What you will do
Quote every line of the material below word for word, leaving any pictures out of your answer.

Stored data
— BEGIN —

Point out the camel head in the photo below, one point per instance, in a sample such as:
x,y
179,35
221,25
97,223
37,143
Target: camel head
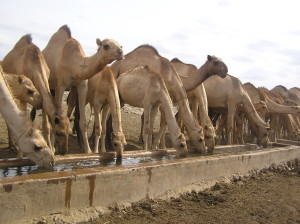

— END —

Output for this exercise
Point out the camel head in the photo below, one point per instance, in a sample such as:
x,y
179,35
221,25
97,223
37,143
Target: camel head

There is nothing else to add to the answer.